■ **Your objective**: How many of the lines below have "airplane" in them? Say the number and nothing more.

**** Records to use

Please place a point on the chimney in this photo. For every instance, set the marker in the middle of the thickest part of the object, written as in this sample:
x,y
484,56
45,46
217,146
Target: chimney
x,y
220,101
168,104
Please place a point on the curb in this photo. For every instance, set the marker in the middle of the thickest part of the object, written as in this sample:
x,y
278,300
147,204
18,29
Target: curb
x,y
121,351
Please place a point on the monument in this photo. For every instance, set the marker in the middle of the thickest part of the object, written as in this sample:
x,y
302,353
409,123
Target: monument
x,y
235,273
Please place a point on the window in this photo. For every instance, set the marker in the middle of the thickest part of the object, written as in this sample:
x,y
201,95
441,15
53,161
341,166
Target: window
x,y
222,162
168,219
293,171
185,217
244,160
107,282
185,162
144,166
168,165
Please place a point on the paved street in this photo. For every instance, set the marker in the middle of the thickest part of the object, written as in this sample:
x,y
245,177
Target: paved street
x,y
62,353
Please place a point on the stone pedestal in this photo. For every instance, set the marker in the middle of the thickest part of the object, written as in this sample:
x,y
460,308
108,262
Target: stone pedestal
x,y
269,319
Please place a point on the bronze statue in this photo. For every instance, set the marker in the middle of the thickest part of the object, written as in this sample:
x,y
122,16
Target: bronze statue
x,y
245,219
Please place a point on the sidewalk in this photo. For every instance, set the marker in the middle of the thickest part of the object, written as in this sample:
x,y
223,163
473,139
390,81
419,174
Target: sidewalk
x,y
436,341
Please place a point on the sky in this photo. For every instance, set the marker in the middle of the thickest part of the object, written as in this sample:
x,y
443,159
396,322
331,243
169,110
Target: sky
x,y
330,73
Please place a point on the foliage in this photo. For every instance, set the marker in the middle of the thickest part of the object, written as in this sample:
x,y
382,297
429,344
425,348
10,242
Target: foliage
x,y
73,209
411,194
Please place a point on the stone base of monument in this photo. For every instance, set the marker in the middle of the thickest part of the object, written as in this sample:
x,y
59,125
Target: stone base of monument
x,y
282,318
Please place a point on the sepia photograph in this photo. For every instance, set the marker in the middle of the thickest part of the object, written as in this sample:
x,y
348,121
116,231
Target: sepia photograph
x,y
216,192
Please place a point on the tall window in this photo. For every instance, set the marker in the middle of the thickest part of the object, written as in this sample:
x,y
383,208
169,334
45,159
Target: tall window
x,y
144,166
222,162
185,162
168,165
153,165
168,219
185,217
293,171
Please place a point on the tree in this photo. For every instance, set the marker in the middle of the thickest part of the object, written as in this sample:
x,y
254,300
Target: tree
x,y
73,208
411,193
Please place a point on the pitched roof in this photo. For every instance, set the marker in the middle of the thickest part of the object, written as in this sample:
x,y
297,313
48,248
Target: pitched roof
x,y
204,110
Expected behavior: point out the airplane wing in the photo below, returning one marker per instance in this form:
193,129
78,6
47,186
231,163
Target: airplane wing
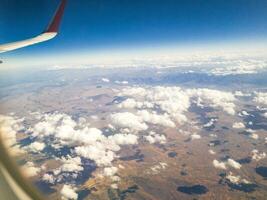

********

■ **Your solution**: 2